▶ **THE TASK**
Reproduce the records below word for word, changing nothing.

▶ **DATA SECTION**
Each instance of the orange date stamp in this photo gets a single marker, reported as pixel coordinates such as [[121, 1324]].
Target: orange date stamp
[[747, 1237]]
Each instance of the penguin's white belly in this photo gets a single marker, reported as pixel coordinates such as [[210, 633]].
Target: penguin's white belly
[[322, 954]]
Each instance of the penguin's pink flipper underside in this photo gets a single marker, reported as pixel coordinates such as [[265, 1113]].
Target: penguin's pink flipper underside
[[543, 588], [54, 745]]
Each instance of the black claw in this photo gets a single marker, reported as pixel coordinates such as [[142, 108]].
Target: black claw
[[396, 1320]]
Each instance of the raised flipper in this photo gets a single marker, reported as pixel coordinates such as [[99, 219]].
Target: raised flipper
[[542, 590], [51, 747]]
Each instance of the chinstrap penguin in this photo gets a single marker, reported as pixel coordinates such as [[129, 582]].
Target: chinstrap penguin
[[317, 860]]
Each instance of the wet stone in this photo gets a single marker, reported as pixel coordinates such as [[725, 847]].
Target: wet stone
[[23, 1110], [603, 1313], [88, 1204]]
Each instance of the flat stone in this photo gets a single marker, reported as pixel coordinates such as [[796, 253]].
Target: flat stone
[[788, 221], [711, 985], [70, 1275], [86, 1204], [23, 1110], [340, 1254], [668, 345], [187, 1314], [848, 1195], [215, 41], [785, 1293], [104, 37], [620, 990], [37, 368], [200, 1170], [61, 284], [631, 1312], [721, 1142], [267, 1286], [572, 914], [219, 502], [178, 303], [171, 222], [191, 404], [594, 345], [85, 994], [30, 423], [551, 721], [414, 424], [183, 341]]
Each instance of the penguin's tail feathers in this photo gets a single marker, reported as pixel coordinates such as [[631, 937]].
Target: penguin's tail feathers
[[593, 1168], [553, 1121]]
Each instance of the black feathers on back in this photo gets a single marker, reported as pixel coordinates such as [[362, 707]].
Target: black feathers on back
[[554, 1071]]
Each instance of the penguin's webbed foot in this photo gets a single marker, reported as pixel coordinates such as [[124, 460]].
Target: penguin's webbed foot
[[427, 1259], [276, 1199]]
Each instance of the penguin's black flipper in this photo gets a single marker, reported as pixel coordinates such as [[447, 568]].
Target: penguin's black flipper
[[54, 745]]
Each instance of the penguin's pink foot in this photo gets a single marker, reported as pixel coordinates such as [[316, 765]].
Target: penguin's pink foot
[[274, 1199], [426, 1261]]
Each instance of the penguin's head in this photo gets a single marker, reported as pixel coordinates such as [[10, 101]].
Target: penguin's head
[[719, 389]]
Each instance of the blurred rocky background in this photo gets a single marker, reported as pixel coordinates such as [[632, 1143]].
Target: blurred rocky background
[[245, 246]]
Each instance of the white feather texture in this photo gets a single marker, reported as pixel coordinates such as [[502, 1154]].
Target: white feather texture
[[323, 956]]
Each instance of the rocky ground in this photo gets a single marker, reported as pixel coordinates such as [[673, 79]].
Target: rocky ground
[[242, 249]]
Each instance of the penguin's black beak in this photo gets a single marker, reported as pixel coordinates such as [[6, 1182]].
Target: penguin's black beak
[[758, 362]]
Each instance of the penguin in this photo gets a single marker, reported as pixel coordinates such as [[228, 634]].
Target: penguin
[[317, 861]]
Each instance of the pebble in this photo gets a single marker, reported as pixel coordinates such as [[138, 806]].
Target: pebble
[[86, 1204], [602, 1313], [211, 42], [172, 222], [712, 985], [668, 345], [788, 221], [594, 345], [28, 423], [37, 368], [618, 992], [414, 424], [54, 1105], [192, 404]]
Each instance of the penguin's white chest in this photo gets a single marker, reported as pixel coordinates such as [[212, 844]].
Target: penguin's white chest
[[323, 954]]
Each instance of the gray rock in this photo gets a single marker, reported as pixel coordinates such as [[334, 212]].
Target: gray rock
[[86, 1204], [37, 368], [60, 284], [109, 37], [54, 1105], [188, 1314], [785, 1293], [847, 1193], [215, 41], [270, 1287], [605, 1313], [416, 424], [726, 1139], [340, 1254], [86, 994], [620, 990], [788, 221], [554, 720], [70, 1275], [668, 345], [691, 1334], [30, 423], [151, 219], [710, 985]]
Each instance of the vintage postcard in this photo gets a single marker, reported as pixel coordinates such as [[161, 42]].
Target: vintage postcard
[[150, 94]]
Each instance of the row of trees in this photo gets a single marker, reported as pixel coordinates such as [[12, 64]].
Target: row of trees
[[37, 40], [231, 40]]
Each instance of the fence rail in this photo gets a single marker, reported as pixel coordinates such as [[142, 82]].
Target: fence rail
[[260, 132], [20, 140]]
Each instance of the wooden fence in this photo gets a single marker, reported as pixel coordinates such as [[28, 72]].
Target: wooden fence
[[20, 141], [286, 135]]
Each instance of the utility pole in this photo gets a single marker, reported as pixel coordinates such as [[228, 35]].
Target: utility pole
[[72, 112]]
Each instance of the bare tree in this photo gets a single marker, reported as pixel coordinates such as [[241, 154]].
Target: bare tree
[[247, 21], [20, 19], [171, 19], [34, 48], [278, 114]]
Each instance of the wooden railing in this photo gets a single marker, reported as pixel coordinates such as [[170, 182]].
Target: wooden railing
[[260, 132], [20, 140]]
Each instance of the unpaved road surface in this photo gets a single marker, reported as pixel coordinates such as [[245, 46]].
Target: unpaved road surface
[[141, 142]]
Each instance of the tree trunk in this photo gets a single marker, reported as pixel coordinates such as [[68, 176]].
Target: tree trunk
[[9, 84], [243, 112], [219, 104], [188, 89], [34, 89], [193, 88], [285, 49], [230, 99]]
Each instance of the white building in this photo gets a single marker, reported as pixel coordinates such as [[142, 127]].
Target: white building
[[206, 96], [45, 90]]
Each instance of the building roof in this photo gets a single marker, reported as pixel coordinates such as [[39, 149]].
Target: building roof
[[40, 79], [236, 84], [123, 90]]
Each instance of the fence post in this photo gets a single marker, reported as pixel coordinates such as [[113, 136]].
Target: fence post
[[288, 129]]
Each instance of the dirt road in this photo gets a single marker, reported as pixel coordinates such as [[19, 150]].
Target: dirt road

▶ **RESPONSE TO THIS TASK**
Each instance of the orange date stamp in this photo gets a single marker, reported as pixel coordinates such as [[121, 1324]].
Target: orange date stamp
[[747, 1237]]
Each instance of the penguin's white belly in this photo gets a single marker, reported as pixel coordinates such as [[210, 633]].
Target: penguin's white belly
[[322, 954]]
Each instance of the penguin's pink flipper underside in this photo gets a single marker, reported as pixel coordinates such as [[265, 1113]].
Target: penguin's pink flipper underside
[[543, 588], [54, 745]]
Each instance of the black claw in this photo gets a single marker, reported as pixel coordinates such as [[142, 108]].
Target: black claw
[[396, 1320]]
Each instance of the raised flipper in this photo gets a single marker, reported as pixel coordinates such as [[99, 219]].
Target: raised flipper
[[542, 590], [51, 747]]
Each instance of the chinstrap penguin in this photo gets a single marker, reported as pixel coordinates such as [[129, 582]].
Target: chinstrap penguin
[[317, 860]]
Each instance of the wet stone in this photo gets a single marker, reported as pixel coordinates such as [[725, 847]].
Target: wet stone
[[23, 1110], [603, 1313], [88, 1204]]
Each instance of the flat stone in this photo gets a single marker, reported as pixel coordinates such as [[796, 253]].
Target: flat stone
[[788, 221], [711, 985], [70, 1275], [86, 1204], [23, 1110], [340, 1254], [668, 345], [187, 1314], [848, 1195], [215, 41], [785, 1293], [104, 37], [620, 990], [37, 368], [200, 1170], [61, 284], [631, 1312], [721, 1142], [267, 1286], [572, 914], [219, 502], [178, 303], [171, 222], [191, 404], [594, 345], [85, 994], [30, 423], [551, 721], [414, 424], [183, 341]]
Each instance of the penguin's tail feathers in this photo gets a single marker, reported as pixel coordinates such as [[631, 937]].
Target: penguin's tail feathers
[[593, 1168], [553, 1121]]
Each instance of the black feathers on back in this photo gets a single marker, reported as pixel coordinates such as [[362, 707]].
Target: black feathers on back
[[554, 1071]]
Each instance of the penguin's webbed foot in this photo gets a single marker, reported as pixel coordinates such as [[124, 460]].
Target: penguin's webbed foot
[[427, 1259], [276, 1199]]
Each instance of the penguin's black flipper in this photo gets a single marker, reported as pixel coordinates such as [[447, 568]].
Target: penguin's black flipper
[[54, 745]]
Each instance of the penguin's pink foot in this photo gets a single marker, reported as pixel coordinates such as [[316, 765]].
Target: penguin's pink foot
[[274, 1199], [426, 1261]]
Each instance of the penguin's head in this photo gets a single marker, reported as pixel coordinates such as [[10, 101]].
Target: penguin's head
[[719, 389]]
Each instance of the blurred rocky background in this photo gets a single marker, reported as pixel coordinates such as [[632, 1143]].
Target: blurred rocky background
[[245, 246]]
Each instance of the white feather texture in this photo gets a single marker, reported as pixel coordinates such as [[502, 1154]].
Target: white feather texture
[[323, 956]]
Each instance of the rocky ground in this photo gets a single marker, reported as pixel coordinates such as [[673, 79]].
Target: rocky ground
[[242, 249]]
Each instance of the penguin's black beak in this photo gets a single marker, reported as pixel coordinates such as [[6, 1182]].
Target: penguin's black beak
[[758, 362]]
Each instance of the penguin in this photo gets a single marker, reported as pixel coordinates such as [[228, 634]].
Target: penguin
[[317, 861]]
Each instance of the pebble in this photo gets a single marker, reported as pixel coordinates such as [[138, 806]].
Target: pebble
[[86, 1204], [602, 1313], [211, 42], [172, 222], [712, 985], [668, 345], [788, 221], [594, 345], [28, 423], [37, 368], [618, 992], [414, 424], [54, 1105], [192, 404]]
Each instance of the penguin's white chest in this photo gets a single marker, reported as pixel coordinates such as [[212, 844]].
Target: penguin's white chest
[[323, 954]]
Each instance of the gray rock in this photo gets a single marker, reported as pixel coordinates such as [[334, 212]].
Target: gray rock
[[86, 1204], [37, 368], [60, 284], [109, 37], [54, 1105], [188, 1314], [785, 1293], [847, 1193], [215, 41], [270, 1287], [605, 1313], [416, 424], [726, 1139], [340, 1254], [86, 994], [620, 990], [788, 221], [554, 720], [70, 1275], [668, 345], [691, 1334], [30, 423], [151, 219], [710, 985]]
Each instance of the vintage postcard in this photo gets a single marker, reported as pixel coordinates such as [[161, 42]].
Target: vintage postcard
[[150, 94]]
Each instance of the row of trees in this photo gets a single marker, reported as pixel coordinates such as [[12, 64]].
Target: row of trees
[[37, 40], [231, 40]]
Each instance of the fence rail in this photo gets a single marker, reported as pixel coordinates such as [[142, 82]].
Target: fence rail
[[260, 132], [20, 140]]
Each instance of the wooden fence in this photo gets a single marker, reported as pixel coordinates such as [[28, 72]].
Target: wooden fence
[[20, 141], [286, 135]]
Each instance of the utility pole in this photo gets a single marker, reported as pixel coordinates such as [[228, 35]].
Target: utility pole
[[72, 112]]
Each instance of the bare tree in this photo gets a single marker, reported as pixel coordinates such as [[241, 154]].
Target: bare tree
[[247, 21], [20, 19], [171, 19], [34, 48], [278, 114]]
Each instance of the wooden railing in this photo gets a single marker, reported as pixel coordinates such as [[170, 182]].
Target: wooden railing
[[260, 132], [20, 140]]
Each instance of the unpaved road surface in this photo gets a single marker, reported as pixel coordinates such as [[245, 46]].
Target: unpaved road surface
[[141, 142]]
Each instance of the tree trunk in this photo gets a single marker, reported as pixel coordinates such as [[68, 176]].
Target: tree trunk
[[9, 84], [243, 112], [219, 104], [188, 89], [34, 89], [193, 88], [285, 49], [230, 99]]
Each instance of the white building in this photo gets a single marker, reported as pixel coordinates such as [[142, 127]].
Target: white building
[[206, 96], [45, 90]]
Each instance of the building roof in this photo gets a single marker, reported as pixel coordinates such as [[39, 149]].
Target: building roof
[[40, 79], [236, 84], [123, 90]]
Each instance of the fence post in this photo gets a single marker, reported as pixel coordinates such as [[113, 136]].
Target: fence post
[[288, 129]]
Each instance of the dirt road in this photo gets a single marker, reported as pixel coordinates such as [[19, 150]].
Target: dirt road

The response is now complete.